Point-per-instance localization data

------------------------------

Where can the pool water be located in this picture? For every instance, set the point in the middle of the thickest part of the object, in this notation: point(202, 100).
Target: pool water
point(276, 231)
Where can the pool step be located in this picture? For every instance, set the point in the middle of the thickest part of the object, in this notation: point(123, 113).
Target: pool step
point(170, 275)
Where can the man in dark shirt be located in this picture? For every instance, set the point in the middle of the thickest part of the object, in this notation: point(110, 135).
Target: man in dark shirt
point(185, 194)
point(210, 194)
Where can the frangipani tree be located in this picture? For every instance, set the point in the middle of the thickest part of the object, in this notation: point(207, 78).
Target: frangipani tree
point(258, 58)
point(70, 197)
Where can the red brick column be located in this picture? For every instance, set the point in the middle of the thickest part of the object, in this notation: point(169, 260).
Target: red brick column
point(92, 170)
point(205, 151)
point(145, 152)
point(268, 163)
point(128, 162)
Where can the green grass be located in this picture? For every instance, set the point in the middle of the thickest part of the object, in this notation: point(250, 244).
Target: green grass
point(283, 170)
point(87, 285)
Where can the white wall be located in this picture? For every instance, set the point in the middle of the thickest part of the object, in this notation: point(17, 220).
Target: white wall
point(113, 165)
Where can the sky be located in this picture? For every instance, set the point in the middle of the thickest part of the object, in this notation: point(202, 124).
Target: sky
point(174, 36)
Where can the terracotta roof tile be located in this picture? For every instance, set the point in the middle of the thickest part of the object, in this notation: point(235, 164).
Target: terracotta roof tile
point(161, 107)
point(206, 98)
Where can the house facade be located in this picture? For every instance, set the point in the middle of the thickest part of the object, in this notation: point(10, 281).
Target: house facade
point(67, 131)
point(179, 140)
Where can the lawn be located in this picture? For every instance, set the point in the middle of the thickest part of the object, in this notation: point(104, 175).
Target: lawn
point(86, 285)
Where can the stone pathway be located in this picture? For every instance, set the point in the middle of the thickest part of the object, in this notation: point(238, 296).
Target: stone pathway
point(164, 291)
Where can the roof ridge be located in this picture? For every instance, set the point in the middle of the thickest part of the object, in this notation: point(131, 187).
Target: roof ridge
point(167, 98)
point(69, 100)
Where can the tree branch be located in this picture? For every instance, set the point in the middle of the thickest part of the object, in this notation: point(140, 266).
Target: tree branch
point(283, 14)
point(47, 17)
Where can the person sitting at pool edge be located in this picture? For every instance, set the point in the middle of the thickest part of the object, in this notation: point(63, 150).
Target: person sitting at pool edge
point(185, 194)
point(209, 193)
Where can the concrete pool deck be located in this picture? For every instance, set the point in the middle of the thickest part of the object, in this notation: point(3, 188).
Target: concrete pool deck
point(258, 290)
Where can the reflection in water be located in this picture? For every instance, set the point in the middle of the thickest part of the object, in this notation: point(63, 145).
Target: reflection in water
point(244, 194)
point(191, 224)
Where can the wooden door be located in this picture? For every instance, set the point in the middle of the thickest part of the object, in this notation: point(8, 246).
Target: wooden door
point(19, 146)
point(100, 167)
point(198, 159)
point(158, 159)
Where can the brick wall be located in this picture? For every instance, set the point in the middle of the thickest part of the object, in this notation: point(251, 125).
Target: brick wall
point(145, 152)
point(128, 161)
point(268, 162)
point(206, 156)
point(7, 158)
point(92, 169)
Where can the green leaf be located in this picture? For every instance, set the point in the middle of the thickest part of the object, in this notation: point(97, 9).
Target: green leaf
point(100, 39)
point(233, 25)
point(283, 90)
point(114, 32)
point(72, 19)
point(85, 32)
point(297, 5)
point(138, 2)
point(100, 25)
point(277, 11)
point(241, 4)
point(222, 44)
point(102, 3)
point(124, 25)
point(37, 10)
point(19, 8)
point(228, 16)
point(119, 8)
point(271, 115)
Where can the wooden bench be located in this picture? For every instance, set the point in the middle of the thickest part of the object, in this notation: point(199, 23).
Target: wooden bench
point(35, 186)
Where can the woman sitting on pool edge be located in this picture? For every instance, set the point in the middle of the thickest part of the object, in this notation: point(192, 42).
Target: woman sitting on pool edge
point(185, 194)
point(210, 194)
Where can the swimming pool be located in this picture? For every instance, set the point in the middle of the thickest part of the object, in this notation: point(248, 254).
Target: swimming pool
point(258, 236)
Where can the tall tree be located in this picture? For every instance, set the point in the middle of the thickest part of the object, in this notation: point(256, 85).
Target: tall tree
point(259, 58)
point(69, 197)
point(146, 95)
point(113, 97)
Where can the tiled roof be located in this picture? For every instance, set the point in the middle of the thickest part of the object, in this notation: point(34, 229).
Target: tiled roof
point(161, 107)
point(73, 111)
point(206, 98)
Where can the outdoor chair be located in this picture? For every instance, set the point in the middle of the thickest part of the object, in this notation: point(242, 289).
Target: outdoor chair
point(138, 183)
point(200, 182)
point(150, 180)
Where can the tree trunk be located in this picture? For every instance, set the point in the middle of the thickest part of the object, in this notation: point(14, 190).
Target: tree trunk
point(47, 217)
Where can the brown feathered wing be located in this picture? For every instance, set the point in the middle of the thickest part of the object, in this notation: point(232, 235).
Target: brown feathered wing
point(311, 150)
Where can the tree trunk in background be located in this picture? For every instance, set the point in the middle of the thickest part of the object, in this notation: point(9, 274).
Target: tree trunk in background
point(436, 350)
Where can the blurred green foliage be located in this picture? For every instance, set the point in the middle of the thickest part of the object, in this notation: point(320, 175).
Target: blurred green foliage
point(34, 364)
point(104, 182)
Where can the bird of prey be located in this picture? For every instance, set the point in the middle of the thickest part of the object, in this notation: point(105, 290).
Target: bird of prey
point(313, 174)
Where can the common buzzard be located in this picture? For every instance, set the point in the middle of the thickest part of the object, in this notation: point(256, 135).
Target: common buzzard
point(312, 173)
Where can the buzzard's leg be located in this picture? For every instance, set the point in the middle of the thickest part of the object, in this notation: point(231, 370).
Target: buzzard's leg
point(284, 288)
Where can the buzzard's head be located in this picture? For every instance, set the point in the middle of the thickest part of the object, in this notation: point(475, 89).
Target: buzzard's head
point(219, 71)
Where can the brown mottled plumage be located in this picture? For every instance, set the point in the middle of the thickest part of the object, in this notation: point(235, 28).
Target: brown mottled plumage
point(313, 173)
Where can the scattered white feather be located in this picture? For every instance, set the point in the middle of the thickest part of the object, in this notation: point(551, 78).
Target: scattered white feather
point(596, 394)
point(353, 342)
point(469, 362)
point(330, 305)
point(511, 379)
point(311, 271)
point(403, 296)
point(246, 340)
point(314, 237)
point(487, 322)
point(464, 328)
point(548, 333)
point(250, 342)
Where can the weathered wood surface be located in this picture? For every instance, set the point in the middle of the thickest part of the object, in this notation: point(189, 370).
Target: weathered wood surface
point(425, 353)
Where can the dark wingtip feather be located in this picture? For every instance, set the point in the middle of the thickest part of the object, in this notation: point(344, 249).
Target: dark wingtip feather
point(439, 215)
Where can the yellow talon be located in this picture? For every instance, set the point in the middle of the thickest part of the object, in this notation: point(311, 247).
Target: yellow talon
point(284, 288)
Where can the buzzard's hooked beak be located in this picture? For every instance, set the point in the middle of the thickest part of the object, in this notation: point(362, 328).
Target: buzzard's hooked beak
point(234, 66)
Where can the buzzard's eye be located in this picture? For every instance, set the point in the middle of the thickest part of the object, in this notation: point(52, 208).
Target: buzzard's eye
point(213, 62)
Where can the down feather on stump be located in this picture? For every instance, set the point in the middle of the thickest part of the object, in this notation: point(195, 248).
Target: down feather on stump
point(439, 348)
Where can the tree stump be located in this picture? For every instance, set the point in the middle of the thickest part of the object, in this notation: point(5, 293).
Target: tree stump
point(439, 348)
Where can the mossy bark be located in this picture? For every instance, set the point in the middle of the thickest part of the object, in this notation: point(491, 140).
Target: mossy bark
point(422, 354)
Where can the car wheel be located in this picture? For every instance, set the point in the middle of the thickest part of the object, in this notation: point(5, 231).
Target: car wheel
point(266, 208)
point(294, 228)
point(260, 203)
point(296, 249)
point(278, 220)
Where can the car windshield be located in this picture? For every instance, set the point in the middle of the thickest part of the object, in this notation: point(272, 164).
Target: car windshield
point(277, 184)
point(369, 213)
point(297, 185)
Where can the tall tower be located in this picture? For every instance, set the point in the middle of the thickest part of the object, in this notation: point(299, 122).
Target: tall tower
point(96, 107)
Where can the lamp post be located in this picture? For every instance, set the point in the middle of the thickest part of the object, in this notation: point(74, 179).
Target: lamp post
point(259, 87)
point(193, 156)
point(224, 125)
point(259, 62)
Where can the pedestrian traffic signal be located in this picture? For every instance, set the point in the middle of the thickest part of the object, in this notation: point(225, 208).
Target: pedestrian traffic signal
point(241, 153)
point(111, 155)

------------------------------

YOUR TASK: Take the records above and return, word for word, only the lines that fall from the line with "Where can the swimming" to the line with "Where can the outdoor", both of them included.

COMPLETED EXERCISE:
Where can the swimming pool be located in this picture? For every instance, set the point in the middle of the thickest part of the object, in this notation: point(248, 254).
Target: swimming pool
point(258, 236)
Where can the tall tree be located in this picture? For every instance, set the point in the middle of the thickest part of the object, in this notation: point(256, 85).
Target: tall tree
point(259, 58)
point(69, 197)
point(146, 95)
point(113, 97)
Where can the tiled roof be located in this picture? For every instance, set the point in the middle of the thickest part of the object, in this notation: point(34, 229).
Target: tiled roof
point(161, 107)
point(73, 111)
point(206, 98)
Where can the outdoor chair be located in this picture? For every instance, set the point in the middle of the thickest part of the object, in this notation: point(242, 289).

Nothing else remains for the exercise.